(Dataset rows on where objects appear)
--
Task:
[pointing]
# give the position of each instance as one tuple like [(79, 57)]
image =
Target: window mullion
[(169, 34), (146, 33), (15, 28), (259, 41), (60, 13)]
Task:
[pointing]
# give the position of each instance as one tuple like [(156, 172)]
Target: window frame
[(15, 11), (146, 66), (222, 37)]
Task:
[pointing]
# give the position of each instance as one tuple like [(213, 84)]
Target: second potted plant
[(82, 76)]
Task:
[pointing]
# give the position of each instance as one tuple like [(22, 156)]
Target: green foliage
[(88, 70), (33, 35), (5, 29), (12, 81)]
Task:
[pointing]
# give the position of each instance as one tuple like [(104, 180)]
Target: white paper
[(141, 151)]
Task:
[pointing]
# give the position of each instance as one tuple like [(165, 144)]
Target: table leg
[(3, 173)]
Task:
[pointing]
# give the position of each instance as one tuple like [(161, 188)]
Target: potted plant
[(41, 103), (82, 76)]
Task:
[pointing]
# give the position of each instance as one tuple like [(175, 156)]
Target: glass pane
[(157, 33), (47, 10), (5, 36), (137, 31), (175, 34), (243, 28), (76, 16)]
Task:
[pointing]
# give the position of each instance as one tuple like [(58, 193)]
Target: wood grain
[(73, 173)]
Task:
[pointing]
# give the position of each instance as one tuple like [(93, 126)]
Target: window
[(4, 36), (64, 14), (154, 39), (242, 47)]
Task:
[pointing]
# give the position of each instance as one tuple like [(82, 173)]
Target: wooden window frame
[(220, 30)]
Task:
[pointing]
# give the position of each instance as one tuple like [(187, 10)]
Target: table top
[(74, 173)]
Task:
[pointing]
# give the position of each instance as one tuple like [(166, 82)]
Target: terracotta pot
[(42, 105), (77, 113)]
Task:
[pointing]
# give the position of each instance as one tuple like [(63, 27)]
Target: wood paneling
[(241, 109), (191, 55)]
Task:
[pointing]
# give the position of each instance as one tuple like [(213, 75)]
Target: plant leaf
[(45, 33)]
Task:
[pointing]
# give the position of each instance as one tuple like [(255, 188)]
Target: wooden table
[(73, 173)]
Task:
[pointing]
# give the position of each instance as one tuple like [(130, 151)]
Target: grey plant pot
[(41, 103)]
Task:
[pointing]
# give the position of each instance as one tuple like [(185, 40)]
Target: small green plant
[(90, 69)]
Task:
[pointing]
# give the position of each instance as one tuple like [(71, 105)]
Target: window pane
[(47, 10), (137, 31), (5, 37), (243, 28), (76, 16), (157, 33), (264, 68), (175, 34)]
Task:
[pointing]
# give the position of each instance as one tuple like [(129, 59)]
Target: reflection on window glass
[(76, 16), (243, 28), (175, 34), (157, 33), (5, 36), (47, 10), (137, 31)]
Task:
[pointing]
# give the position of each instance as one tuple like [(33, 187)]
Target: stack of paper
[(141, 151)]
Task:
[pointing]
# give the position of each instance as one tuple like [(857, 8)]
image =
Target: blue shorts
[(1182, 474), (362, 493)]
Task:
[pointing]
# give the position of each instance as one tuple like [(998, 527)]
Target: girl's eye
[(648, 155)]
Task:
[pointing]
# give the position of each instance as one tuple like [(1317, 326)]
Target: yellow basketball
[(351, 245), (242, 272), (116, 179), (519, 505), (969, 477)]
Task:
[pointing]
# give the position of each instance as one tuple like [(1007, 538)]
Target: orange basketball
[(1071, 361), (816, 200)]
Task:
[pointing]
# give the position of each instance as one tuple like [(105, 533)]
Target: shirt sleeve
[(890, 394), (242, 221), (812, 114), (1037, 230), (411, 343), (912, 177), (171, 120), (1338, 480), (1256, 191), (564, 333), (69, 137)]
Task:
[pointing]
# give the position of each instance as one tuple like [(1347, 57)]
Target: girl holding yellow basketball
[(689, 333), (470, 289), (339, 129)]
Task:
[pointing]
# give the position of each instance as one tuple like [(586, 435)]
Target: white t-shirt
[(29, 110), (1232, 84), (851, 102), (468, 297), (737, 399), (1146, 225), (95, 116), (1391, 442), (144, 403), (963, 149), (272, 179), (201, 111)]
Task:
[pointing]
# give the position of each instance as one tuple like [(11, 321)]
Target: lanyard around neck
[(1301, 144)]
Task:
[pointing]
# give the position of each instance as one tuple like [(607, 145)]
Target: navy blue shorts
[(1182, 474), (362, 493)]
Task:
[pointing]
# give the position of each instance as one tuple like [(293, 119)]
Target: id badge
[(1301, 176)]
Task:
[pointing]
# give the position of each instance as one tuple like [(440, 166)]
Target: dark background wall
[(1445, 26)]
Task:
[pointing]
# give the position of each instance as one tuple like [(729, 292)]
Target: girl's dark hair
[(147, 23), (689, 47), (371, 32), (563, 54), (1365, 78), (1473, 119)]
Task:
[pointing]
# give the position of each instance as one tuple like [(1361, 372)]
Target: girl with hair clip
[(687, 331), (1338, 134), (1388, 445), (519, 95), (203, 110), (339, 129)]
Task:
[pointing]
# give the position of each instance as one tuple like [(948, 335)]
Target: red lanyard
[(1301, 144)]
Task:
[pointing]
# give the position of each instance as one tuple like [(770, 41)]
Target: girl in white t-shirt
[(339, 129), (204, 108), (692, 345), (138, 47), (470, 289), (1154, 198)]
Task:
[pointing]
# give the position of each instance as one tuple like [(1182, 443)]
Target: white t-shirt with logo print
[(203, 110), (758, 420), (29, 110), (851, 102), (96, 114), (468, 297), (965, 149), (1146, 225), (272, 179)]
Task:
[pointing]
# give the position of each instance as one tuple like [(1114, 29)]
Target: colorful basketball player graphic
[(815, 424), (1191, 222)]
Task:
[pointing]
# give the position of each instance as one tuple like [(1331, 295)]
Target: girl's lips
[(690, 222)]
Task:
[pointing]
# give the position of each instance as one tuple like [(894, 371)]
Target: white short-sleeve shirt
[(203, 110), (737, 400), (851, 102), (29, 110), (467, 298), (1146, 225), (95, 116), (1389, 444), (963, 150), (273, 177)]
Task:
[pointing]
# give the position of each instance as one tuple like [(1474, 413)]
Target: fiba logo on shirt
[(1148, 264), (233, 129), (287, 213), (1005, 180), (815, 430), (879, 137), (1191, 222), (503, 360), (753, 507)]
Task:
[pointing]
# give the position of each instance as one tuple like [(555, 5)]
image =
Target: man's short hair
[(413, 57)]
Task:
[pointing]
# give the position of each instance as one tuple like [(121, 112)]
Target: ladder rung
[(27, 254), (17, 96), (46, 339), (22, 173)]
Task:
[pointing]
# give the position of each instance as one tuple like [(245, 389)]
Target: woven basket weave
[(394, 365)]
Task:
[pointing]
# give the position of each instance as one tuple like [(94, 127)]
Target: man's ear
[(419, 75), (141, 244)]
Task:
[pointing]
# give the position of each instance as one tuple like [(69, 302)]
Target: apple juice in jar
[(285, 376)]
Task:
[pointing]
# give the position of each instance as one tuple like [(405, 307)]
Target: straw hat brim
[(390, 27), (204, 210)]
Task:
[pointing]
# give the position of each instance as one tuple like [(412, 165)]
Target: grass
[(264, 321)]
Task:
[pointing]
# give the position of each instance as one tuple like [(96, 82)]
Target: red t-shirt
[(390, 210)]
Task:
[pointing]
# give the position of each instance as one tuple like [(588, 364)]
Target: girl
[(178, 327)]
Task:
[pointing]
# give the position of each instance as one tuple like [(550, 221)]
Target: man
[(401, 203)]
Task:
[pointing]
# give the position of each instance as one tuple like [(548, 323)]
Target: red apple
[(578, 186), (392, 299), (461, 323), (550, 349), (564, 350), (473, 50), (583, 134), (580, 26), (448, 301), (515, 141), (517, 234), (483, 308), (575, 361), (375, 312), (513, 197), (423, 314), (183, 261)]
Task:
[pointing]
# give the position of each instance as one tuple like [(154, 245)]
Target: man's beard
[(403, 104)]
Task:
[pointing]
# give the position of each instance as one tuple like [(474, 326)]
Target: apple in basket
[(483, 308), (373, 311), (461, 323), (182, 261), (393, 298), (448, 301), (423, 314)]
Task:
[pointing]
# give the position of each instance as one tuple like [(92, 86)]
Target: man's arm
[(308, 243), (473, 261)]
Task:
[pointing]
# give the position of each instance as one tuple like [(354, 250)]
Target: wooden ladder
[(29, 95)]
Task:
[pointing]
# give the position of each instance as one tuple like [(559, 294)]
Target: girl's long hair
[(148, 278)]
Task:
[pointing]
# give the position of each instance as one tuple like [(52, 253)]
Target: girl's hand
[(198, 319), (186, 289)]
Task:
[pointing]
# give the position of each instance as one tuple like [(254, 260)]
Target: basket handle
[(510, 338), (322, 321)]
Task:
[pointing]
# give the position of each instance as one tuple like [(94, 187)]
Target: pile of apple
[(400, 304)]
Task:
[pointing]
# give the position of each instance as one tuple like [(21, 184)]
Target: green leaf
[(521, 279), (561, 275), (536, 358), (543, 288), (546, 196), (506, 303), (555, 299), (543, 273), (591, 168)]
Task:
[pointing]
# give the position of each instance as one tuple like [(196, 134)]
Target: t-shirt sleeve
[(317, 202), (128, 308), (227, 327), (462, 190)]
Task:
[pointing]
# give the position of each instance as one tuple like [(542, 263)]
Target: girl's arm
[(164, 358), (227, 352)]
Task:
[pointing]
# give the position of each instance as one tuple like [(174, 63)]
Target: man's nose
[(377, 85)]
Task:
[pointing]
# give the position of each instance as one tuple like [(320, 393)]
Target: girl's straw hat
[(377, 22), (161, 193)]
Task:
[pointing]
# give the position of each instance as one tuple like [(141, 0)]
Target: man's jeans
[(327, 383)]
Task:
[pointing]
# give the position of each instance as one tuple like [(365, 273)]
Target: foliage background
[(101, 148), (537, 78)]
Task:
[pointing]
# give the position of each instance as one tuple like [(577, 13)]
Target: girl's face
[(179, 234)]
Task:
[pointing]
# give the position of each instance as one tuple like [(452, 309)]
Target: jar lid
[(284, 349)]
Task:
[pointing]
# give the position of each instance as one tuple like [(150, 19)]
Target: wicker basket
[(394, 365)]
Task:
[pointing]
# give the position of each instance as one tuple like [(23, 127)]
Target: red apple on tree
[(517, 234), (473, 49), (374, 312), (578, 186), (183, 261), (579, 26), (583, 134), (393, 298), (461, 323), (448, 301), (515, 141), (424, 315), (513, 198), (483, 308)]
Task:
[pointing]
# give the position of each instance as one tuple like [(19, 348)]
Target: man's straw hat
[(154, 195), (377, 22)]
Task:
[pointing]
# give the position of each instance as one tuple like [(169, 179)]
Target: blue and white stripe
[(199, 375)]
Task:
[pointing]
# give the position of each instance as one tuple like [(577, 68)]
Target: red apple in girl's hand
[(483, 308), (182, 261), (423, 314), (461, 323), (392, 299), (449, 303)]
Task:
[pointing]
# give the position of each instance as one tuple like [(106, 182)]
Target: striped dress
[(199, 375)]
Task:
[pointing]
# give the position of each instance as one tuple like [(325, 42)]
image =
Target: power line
--
• [Exercise goal] Pull out each line in the rows above that contains the string "glass", matching case exactly, and copy those lines as they appear.

• [Problem solution]
Target: glass pane
Target: reflection on window glass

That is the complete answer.